--- Start Page ---

Declarations of Compliance

Does the company have a documented program in place for issuing manufacturer Declarations of Compliance?

Procedures will:

  • Identify when a Declaration of Compliance is required,
  • Identify the format that the Declaration of Compliance will take and the minimum information that must be included,
  • Include the evidence to support the issuing of a Declaration of Compliance,
  • Include that only people nominated in the Approved Arrangement can sign a Declaration of Compliance,
  • Document how relevant staff verify compliance with specific importing country requirements, such as somatic cell counts in farm milk for EU destined product,
  • Document how the importing country requirements identified in the Approved Arrangement are met and complied with,
  • Document the verification process for ensuring that information in the Declarations of Compliance are true and complete, and
  • Identify the circumstances when a Declaration of Compliance cannot be issued.

For the relevant legislative references in the Export Control (Milk and Milk Products) Rules 2021, please refer to the department’s, Approved Arrangement Checklist.


Transfer Documents are an integral part of identifying that a dairy product intended for export is export eligible. This document is issued when dairy goods are dispatched from an export registered dairy site to another export registered dairy site, either for further processing or storage. It provides the receiving establishment with assurance that the products have been handled only at export registered establishments in accordance with the requirements of the export legislation, establishment approved arrangements and relevant importing country requirements.

The documents need to be covered by a procedure that ensures they are accurate, and details are verified. 

A person nominated in your Approved Arrangement signs a declaration regarding the goods that;

  • All export legislative requirements are met                                    
  • All requirements of the approved arrangements are met                  
  • At the signing date all importing country requirements have been met and
  • The document contains all needed information and is accurate.

Transfer Documents and systems are used to accurately identify movements of dairy export products and ingredients, providing a check that export dairy products have been processed and stored only in dairy export sites. The document contains all traceability and identity information about export eligible dairy product, including the dispatching establishment name and number, the receiving establishment name and number, details about the product and a statement about complying with dairy export requirements. Where product seals are used, these seal numbers may also be recorded. This document demonstrates that when it arrives at the destination establishment, that it is still export eligible.

This system helps ensure that government Health Certificates are only issued for export eligible dairy product.

Details of information to be included in the Transfer Document are in Export Control Milk Rules 2021, Chapter 5 – 35 (1) (a) to (h) inclusive, and the attestation requirements are in Chapter 5 – 35 (1) (i) and (j). Further information about how a Transfer Document should be issued is in Milk Rules 2021, Chapter 5 – 35 (2),(3),(4) and (5).


If an export dairy product is made to meet particular processing requirements for the importing country, such as antibiotic test results for raw milk, then that country name should be identified in the Transfer Document. There are some importing country requirements that cannot be met until after the product has been processed. Examples are trade description (label) and product testing. The country name for these post processing requirements does not need to be included in a Transfer Document unless the finished packed product is being sent to a storage establishment. If the goods being sent with a transfer Document have been processed in a way that meets requirements for a specific country, the eligibility for that country should be indicated on the transfer. If it is an ingredient that requires further processing, then the requirement for further processing would also be identified.

--- End Page ---
--- Start Listed records ---

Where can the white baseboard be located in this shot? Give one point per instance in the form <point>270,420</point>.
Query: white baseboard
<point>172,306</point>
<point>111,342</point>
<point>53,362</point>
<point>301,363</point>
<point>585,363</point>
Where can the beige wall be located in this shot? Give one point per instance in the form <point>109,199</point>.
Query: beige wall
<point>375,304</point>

--- End Listed records ---

Reproduce word for word the passage of the dairy export text that opens with the words "The documents need" and closes with "and is accurate.".

#### Response to the task:
The documents need to be covered by a procedure that ensures they are accurate, and details are verified. 

A person nominated in your Approved Arrangement signs a declaration regarding the goods that;

  • All export legislative requirements are met                                    
  • All requirements of the approved arrangements are met                  
  • At the signing date all importing country requirements have been met and
  • The document contains all needed information and is accurate.